___ DOCUMENT SECTION

Moroccan potash development company Emmerson has announced the results of a scoping study for its Khemisset potash project in northwestern Morocco.
Rabat – The study indicated that the Khemisset potash project has potential for a low capital cost and high margin potash mine, Emmerson said in a statement on Tuesday, November 20.
The study estimates an initial extraction rate of 6 million tons of run of mine (ROM) ore annually, over a 20 year mine life, with an average grade over the life of mine of 9 percent of potassium oxide (K2O).
Emmerson CEO Hayden Locke said that the findings represent “a very rare asset in the industry.”
The scoping study gave a post tax net present value of $795 million and assumes a flat real price of $360 per ton.
Using forecast prices from independent market consultant Argus Media, the net present value (NVP) increases to $1.14 billion over a 20-year mine life.
“Potash is controlled by a small handful of companies and is an industry with high barriers to entry, predominantly in the form of extremely high capital cost. This means that few new players, if any, can ever enter the market,” Locke noted.
Emmerson’s potash mine project is located in Khemisset, 85 kilometers east of Rabat, and benefits from its proximity to a number of port facilities.
All products, according to the study’s assumptions, will be sold in Brazil, Northwestern Europe, NOLA, and South Africa. Using trucks from the mining site, the products will be exported via Mohammedia Port, near Casablanca.
Khemisset “has an estimated capital intensity less than half of the global peer average, and less than a third of the average Canadian development,” Emmerson head said.
The intensity “gives Emmerson a clear opportunity to be one of the few junior companies in the space.”

______

_THE PROBLEM_. Carry on the news item about Emmerson's Khemisset potash study, picking up after its final sentence.

___ RECORD EXCERPTS

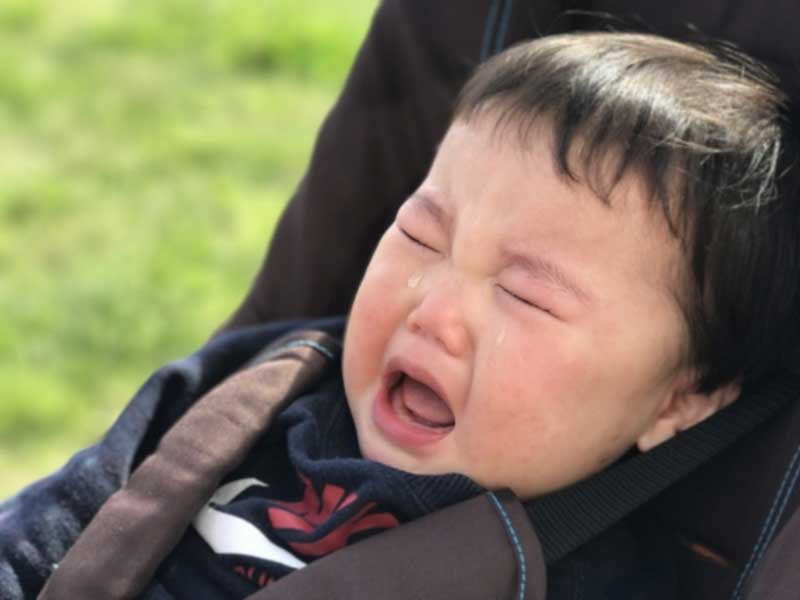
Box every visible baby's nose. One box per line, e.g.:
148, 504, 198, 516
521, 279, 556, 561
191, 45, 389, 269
406, 277, 470, 356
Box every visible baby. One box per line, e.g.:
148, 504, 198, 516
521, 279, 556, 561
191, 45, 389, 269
21, 33, 800, 597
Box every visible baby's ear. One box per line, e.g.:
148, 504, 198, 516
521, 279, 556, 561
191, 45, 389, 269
636, 372, 741, 452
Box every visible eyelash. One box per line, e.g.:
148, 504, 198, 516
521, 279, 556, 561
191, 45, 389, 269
398, 227, 437, 252
497, 285, 553, 315
398, 226, 554, 316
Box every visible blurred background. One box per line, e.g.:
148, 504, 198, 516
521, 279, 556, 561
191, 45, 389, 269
0, 0, 377, 498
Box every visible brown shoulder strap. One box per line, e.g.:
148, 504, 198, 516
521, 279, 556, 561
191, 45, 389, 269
39, 332, 336, 600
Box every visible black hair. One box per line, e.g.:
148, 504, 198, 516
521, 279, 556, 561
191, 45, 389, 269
454, 32, 800, 392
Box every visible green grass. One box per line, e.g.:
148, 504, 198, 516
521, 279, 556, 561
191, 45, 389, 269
0, 0, 376, 498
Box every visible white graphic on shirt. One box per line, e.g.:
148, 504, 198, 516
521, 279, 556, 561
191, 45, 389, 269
192, 477, 306, 569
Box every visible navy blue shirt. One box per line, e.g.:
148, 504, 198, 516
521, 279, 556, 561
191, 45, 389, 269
156, 376, 483, 599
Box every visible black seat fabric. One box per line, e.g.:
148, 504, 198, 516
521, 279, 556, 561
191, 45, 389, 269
220, 0, 800, 600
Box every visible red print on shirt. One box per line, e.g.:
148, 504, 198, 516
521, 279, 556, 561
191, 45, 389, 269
267, 474, 400, 556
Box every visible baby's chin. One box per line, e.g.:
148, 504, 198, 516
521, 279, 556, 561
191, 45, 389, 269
358, 434, 453, 475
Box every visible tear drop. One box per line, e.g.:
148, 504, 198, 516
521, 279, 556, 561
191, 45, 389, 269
408, 273, 422, 288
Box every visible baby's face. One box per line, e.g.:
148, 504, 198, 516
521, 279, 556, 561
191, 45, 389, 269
343, 117, 688, 498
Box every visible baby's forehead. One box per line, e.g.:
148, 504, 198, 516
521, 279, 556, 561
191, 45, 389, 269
424, 119, 686, 304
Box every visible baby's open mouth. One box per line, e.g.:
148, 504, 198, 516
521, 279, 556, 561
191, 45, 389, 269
389, 372, 455, 430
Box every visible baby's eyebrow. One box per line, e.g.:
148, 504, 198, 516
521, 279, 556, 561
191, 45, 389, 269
411, 190, 453, 236
501, 248, 592, 304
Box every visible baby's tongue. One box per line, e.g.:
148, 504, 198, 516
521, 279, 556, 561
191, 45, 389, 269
400, 376, 455, 427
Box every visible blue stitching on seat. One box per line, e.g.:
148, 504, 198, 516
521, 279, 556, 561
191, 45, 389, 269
731, 446, 800, 600
481, 0, 500, 62
494, 0, 513, 54
486, 492, 528, 600
275, 340, 336, 360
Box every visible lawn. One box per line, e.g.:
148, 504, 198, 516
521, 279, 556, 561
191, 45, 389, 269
0, 0, 376, 498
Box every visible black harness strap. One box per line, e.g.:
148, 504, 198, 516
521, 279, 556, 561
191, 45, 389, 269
525, 371, 800, 565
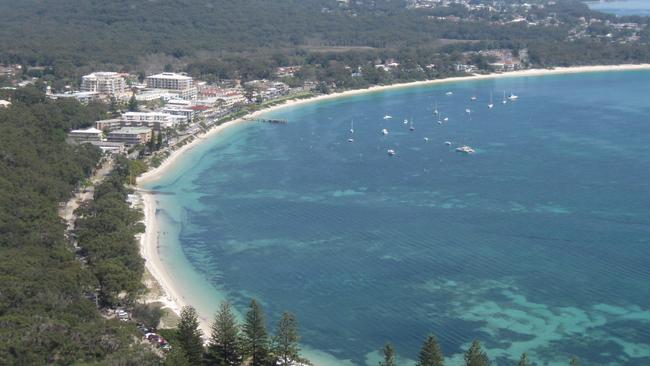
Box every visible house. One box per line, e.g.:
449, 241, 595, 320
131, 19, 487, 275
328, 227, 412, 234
68, 128, 103, 144
108, 127, 153, 146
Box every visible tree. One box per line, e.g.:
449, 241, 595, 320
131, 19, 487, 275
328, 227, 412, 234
206, 302, 242, 366
465, 340, 490, 366
417, 335, 445, 366
176, 306, 203, 365
133, 304, 163, 328
273, 312, 300, 366
163, 347, 190, 366
517, 352, 531, 366
242, 299, 269, 366
128, 94, 138, 112
108, 97, 118, 116
379, 343, 397, 366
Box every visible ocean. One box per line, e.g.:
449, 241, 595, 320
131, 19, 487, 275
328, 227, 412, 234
148, 71, 650, 366
586, 0, 650, 16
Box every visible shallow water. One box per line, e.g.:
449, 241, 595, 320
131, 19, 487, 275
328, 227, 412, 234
144, 71, 650, 365
587, 0, 650, 16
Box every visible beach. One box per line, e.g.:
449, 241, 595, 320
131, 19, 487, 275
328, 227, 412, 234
138, 64, 650, 344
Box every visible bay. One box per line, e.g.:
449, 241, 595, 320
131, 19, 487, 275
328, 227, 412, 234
144, 71, 650, 365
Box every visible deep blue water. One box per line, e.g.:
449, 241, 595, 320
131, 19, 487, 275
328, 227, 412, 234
587, 0, 650, 16
147, 71, 650, 365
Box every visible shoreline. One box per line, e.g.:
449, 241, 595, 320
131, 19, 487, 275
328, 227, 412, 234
136, 64, 650, 358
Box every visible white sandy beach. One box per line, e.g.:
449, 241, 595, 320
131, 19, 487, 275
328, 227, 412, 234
138, 64, 650, 358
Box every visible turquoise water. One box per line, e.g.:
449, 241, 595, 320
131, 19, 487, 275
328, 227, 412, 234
150, 71, 650, 365
587, 0, 650, 16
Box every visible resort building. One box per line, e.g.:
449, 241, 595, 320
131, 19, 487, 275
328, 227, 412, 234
68, 128, 102, 144
95, 118, 123, 131
81, 72, 127, 98
146, 72, 198, 99
121, 112, 187, 131
108, 127, 153, 146
47, 92, 99, 104
162, 99, 196, 122
90, 141, 126, 154
135, 89, 178, 102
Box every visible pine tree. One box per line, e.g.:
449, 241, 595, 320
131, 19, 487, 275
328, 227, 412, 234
465, 341, 490, 366
163, 347, 190, 366
273, 312, 300, 366
176, 306, 203, 365
205, 302, 242, 366
517, 352, 531, 366
417, 335, 445, 366
242, 299, 269, 366
379, 343, 396, 366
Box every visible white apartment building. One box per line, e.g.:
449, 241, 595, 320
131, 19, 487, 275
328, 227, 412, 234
146, 72, 198, 100
147, 72, 194, 90
122, 112, 187, 130
68, 128, 102, 144
81, 72, 127, 97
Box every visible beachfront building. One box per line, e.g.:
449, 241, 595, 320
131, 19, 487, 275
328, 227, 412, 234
121, 112, 187, 131
68, 128, 102, 144
46, 92, 100, 104
95, 118, 122, 131
81, 72, 128, 98
90, 141, 126, 154
135, 89, 178, 103
146, 72, 198, 100
108, 127, 153, 146
162, 99, 196, 122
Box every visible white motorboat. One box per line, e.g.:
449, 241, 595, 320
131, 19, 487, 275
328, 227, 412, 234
456, 145, 476, 154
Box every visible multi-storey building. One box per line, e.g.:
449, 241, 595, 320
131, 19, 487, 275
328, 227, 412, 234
81, 72, 127, 97
146, 72, 197, 99
108, 127, 153, 146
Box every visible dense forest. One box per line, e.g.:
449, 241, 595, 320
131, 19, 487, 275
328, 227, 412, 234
0, 88, 156, 365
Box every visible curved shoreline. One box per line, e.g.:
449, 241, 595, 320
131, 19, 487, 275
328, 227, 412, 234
138, 64, 650, 365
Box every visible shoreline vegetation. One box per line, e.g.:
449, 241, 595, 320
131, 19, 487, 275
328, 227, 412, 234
136, 64, 650, 365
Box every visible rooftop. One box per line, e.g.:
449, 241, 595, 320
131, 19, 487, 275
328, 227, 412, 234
111, 127, 151, 135
70, 127, 102, 134
147, 72, 192, 80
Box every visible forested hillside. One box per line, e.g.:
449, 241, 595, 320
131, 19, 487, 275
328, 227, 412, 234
0, 88, 155, 365
0, 0, 648, 77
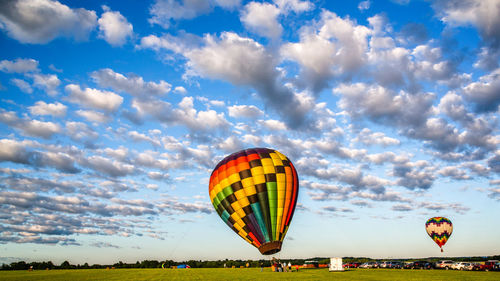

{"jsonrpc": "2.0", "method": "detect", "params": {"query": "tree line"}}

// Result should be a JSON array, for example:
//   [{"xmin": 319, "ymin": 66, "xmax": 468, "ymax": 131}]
[{"xmin": 0, "ymin": 255, "xmax": 500, "ymax": 270}]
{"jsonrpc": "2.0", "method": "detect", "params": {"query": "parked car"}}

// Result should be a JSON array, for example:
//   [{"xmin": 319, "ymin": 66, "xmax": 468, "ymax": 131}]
[
  {"xmin": 450, "ymin": 261, "xmax": 465, "ymax": 270},
  {"xmin": 409, "ymin": 261, "xmax": 432, "ymax": 269},
  {"xmin": 434, "ymin": 260, "xmax": 454, "ymax": 270},
  {"xmin": 403, "ymin": 261, "xmax": 415, "ymax": 269},
  {"xmin": 378, "ymin": 261, "xmax": 389, "ymax": 268},
  {"xmin": 359, "ymin": 261, "xmax": 377, "ymax": 268},
  {"xmin": 386, "ymin": 261, "xmax": 403, "ymax": 268},
  {"xmin": 479, "ymin": 260, "xmax": 498, "ymax": 271},
  {"xmin": 460, "ymin": 262, "xmax": 474, "ymax": 270}
]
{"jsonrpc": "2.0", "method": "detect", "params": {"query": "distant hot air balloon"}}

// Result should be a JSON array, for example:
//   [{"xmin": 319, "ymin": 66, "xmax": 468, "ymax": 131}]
[
  {"xmin": 425, "ymin": 217, "xmax": 453, "ymax": 252},
  {"xmin": 208, "ymin": 148, "xmax": 299, "ymax": 255}
]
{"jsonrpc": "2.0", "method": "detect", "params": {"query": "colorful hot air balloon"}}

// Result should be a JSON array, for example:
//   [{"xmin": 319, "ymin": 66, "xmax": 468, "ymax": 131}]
[
  {"xmin": 208, "ymin": 148, "xmax": 299, "ymax": 255},
  {"xmin": 425, "ymin": 217, "xmax": 453, "ymax": 252}
]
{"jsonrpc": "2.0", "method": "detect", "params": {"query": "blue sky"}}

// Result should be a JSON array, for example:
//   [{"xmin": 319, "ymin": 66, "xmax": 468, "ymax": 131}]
[{"xmin": 0, "ymin": 0, "xmax": 500, "ymax": 263}]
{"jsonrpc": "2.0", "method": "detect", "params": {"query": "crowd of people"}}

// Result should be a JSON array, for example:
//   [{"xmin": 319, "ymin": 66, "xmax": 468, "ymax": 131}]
[{"xmin": 268, "ymin": 257, "xmax": 299, "ymax": 272}]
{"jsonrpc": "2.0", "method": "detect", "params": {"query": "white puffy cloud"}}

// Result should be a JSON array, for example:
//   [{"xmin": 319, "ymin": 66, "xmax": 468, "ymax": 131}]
[
  {"xmin": 97, "ymin": 5, "xmax": 134, "ymax": 46},
  {"xmin": 274, "ymin": 0, "xmax": 314, "ymax": 14},
  {"xmin": 227, "ymin": 105, "xmax": 264, "ymax": 118},
  {"xmin": 0, "ymin": 110, "xmax": 61, "ymax": 139},
  {"xmin": 258, "ymin": 119, "xmax": 287, "ymax": 132},
  {"xmin": 0, "ymin": 58, "xmax": 39, "ymax": 73},
  {"xmin": 75, "ymin": 110, "xmax": 111, "ymax": 123},
  {"xmin": 28, "ymin": 101, "xmax": 67, "ymax": 117},
  {"xmin": 354, "ymin": 128, "xmax": 401, "ymax": 146},
  {"xmin": 184, "ymin": 32, "xmax": 307, "ymax": 128},
  {"xmin": 463, "ymin": 68, "xmax": 500, "ymax": 112},
  {"xmin": 32, "ymin": 74, "xmax": 61, "ymax": 96},
  {"xmin": 91, "ymin": 68, "xmax": 172, "ymax": 98},
  {"xmin": 358, "ymin": 0, "xmax": 371, "ymax": 11},
  {"xmin": 0, "ymin": 0, "xmax": 97, "ymax": 44},
  {"xmin": 10, "ymin": 78, "xmax": 33, "ymax": 94},
  {"xmin": 281, "ymin": 11, "xmax": 371, "ymax": 92},
  {"xmin": 65, "ymin": 84, "xmax": 123, "ymax": 112},
  {"xmin": 240, "ymin": 2, "xmax": 283, "ymax": 38},
  {"xmin": 434, "ymin": 0, "xmax": 500, "ymax": 44},
  {"xmin": 149, "ymin": 0, "xmax": 211, "ymax": 28},
  {"xmin": 66, "ymin": 121, "xmax": 99, "ymax": 141}
]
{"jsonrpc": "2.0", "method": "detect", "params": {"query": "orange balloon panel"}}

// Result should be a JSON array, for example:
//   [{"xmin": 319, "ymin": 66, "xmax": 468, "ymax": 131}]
[{"xmin": 208, "ymin": 148, "xmax": 299, "ymax": 255}]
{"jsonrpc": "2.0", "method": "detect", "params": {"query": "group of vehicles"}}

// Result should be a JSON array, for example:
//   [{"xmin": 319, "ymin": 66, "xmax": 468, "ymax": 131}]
[{"xmin": 343, "ymin": 260, "xmax": 500, "ymax": 271}]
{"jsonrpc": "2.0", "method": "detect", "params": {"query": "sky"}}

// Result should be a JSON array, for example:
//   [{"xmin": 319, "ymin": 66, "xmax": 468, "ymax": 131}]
[{"xmin": 0, "ymin": 0, "xmax": 500, "ymax": 264}]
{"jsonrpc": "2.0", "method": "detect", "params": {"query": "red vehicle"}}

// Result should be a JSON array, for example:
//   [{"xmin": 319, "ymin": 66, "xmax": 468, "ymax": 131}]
[
  {"xmin": 434, "ymin": 260, "xmax": 454, "ymax": 270},
  {"xmin": 479, "ymin": 260, "xmax": 498, "ymax": 271}
]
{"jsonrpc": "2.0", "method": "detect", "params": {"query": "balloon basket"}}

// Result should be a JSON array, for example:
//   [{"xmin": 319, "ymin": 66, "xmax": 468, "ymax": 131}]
[{"xmin": 259, "ymin": 241, "xmax": 282, "ymax": 255}]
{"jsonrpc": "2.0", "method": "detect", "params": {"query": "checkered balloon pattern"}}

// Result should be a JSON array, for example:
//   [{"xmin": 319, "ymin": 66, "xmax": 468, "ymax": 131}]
[
  {"xmin": 208, "ymin": 148, "xmax": 299, "ymax": 255},
  {"xmin": 425, "ymin": 217, "xmax": 453, "ymax": 252}
]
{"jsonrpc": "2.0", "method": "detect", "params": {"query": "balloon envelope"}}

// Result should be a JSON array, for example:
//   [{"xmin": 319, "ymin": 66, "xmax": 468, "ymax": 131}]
[
  {"xmin": 208, "ymin": 148, "xmax": 299, "ymax": 255},
  {"xmin": 425, "ymin": 217, "xmax": 453, "ymax": 252}
]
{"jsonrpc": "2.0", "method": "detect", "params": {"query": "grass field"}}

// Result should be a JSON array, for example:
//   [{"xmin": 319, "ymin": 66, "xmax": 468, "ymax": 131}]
[{"xmin": 0, "ymin": 268, "xmax": 500, "ymax": 281}]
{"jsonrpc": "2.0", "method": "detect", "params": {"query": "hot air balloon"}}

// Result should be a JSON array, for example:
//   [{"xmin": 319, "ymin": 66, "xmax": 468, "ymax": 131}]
[
  {"xmin": 425, "ymin": 217, "xmax": 453, "ymax": 252},
  {"xmin": 208, "ymin": 148, "xmax": 299, "ymax": 255}
]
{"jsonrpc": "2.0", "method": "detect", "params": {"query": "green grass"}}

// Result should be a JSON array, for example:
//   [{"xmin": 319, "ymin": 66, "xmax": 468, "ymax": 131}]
[{"xmin": 0, "ymin": 268, "xmax": 500, "ymax": 281}]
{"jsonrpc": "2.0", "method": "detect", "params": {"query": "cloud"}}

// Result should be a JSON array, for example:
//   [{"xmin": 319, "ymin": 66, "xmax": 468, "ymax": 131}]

______

_EXERCISE OUTPUT_.
Khemisset’s potash assets can benefit the world population
According to British research house Align Research, “Khemisset has a large JORC [mineral resource classification] resource of Muriate of Potash (MOP), which is the most widely used and cheapest source of potassium.”
“Fertilisers led by MOP are seen to be vital in improving the efficiency of farming.”
Morocco is a “country where fertiliser giant OCP requires significant potash feedstock.”
Morocco’s OCP Group is one of the leading exporters and producers of phosphate-based fertilizers in the world. The company develops precision agriculture techniques to help farmers improve the quality and yield of their crops.
Potash is one of the main components used in fertilizers and modern agriculture as it can improve water retention, production output, as well as food crops’ nutrient value and disease resistance. According to the UN Food and Agriculture Organization (FAO), the world will need to produce 70 percent more food for an additional 2.3 billion people by 2050.
The increase, according to an FAO discussion paper, will also help combat “poverty and hunger, using scarce natural resources more efficiently and adapting to climate change are the main challenges world agriculture will face in the coming decades.”